■ Brief
Please find each line below containing the string "wing" and copy each one in full.

* Start Records for the task *

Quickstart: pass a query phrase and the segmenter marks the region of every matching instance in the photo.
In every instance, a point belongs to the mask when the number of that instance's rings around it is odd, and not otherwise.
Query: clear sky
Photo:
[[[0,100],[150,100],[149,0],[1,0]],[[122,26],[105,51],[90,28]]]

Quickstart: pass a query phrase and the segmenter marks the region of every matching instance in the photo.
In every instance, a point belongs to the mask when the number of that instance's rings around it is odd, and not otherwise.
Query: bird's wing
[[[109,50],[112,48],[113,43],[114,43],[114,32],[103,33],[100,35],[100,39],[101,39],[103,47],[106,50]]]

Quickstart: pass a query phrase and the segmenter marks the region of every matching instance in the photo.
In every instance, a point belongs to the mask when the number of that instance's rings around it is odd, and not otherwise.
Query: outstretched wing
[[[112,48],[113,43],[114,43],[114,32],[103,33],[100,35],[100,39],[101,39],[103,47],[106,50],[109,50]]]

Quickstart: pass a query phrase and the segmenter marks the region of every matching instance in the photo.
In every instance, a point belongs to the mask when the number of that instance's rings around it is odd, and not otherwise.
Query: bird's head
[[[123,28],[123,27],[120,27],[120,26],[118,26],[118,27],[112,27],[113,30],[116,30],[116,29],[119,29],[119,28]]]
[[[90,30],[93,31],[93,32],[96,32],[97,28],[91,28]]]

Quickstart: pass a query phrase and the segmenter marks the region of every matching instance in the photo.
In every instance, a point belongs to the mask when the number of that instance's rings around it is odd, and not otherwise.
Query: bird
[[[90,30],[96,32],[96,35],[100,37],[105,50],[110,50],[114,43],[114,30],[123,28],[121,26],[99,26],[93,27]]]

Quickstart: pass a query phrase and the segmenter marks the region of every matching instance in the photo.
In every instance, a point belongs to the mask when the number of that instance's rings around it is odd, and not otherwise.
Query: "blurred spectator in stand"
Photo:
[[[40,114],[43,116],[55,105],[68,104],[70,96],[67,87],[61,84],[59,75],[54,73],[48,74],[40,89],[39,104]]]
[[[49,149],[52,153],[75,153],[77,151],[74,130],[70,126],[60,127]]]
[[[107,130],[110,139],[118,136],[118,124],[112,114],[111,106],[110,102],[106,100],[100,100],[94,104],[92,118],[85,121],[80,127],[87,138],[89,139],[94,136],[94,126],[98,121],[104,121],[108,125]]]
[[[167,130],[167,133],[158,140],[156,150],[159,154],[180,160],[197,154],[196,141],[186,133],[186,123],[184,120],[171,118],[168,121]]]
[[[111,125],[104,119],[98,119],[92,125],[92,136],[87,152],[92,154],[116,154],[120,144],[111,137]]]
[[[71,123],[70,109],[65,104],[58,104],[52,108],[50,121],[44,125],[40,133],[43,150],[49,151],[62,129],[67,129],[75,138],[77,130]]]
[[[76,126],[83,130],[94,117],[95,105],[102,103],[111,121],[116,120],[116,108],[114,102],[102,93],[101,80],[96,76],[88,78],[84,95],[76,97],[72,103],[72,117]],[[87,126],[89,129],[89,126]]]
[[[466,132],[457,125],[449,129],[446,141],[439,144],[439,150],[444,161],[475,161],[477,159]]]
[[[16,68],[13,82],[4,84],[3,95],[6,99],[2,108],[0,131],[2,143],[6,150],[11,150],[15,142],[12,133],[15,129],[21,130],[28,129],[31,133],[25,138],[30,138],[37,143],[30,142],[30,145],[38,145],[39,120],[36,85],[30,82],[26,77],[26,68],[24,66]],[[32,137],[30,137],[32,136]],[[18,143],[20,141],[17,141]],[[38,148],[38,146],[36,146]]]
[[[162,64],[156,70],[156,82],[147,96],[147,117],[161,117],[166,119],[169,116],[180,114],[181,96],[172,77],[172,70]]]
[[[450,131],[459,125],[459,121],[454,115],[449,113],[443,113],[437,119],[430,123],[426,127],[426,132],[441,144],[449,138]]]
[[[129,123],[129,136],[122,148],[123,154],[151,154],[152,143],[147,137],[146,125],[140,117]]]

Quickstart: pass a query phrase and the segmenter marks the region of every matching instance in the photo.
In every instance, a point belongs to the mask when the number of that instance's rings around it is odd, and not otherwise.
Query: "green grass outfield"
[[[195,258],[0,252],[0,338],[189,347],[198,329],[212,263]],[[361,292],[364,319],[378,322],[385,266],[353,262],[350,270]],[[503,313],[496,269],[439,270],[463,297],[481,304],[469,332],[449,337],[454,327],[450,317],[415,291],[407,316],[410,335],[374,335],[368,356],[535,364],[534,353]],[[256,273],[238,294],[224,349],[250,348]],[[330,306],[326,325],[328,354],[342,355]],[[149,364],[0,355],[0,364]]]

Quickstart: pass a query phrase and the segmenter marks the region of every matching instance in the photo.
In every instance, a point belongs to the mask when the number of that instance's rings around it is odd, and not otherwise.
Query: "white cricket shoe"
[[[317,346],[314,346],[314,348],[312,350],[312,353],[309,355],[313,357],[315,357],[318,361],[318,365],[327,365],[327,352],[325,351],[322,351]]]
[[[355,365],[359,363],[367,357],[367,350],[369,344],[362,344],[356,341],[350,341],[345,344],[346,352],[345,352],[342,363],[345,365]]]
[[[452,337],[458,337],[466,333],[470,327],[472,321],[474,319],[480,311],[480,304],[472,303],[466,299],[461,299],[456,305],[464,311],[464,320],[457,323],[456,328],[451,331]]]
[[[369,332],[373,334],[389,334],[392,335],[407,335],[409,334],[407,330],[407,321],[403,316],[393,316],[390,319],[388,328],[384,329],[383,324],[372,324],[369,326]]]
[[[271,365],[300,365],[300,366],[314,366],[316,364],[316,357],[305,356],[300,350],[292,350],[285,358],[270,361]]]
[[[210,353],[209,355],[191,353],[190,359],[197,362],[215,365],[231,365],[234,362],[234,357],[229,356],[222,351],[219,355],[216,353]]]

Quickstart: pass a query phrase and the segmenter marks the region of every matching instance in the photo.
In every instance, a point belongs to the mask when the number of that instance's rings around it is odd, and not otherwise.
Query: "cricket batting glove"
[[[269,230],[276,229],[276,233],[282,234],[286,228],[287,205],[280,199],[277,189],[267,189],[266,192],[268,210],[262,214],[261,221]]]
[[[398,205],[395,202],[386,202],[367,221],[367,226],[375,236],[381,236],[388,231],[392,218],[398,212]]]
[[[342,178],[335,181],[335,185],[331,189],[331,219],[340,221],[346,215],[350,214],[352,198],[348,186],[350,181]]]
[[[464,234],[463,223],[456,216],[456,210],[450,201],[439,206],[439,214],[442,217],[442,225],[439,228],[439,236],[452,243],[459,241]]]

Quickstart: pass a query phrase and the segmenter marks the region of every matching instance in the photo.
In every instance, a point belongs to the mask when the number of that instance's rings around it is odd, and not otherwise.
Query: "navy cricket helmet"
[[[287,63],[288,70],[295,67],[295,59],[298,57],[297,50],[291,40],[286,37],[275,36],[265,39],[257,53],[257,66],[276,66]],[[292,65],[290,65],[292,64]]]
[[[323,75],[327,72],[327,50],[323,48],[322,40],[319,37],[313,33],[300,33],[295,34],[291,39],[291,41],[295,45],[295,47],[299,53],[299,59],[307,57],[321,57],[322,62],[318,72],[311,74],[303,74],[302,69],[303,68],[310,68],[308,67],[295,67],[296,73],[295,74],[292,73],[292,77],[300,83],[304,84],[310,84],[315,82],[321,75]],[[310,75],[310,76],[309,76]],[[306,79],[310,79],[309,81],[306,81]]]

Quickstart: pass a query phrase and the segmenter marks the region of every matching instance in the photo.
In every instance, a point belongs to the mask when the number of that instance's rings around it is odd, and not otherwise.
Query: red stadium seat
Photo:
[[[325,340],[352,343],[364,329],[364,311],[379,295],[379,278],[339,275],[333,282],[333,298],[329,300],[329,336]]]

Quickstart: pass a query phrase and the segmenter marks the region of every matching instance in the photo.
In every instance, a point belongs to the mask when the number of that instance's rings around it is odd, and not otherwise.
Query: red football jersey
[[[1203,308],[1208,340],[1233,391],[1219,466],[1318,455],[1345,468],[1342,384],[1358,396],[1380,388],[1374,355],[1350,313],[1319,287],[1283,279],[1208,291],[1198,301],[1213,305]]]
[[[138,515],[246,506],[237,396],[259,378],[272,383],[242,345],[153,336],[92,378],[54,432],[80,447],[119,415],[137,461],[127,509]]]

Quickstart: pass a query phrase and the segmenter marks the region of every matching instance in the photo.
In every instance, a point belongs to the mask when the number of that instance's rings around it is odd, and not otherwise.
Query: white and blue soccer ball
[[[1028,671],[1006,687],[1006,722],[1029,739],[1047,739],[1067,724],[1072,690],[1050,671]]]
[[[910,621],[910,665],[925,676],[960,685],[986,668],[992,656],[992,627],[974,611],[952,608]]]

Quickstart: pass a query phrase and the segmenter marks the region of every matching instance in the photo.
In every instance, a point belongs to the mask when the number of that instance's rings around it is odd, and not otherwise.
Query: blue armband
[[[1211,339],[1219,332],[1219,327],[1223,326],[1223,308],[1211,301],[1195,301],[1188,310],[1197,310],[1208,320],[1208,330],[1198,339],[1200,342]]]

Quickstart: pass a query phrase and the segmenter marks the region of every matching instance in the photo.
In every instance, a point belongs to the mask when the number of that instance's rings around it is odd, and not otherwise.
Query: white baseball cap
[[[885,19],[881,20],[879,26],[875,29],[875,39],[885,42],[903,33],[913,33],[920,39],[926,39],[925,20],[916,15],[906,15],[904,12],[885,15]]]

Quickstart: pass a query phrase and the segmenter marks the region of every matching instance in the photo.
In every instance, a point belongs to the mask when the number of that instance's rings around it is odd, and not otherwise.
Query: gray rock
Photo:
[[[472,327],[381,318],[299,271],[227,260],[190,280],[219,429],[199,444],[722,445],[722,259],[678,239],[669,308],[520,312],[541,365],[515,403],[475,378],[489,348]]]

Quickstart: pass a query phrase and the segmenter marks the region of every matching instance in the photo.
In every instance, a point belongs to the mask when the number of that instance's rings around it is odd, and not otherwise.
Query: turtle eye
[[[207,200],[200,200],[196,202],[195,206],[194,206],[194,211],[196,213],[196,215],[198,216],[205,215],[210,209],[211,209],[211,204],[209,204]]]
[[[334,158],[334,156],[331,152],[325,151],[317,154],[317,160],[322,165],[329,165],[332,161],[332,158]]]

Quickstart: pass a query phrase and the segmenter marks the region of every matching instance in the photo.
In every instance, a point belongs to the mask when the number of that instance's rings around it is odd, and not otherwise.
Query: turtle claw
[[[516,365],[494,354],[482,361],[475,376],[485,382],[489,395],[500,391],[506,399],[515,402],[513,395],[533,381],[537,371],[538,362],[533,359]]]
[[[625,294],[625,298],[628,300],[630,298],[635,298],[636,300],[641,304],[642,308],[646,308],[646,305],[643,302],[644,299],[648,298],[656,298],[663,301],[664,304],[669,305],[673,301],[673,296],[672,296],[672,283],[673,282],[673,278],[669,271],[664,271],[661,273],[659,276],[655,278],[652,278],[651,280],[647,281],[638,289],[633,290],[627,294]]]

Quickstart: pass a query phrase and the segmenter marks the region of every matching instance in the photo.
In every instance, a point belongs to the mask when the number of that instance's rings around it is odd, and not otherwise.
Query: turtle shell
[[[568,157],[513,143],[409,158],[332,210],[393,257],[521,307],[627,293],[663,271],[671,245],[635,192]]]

* End Records for the task *

■ Finished task
Query: bird's wing
Query: outstretched wing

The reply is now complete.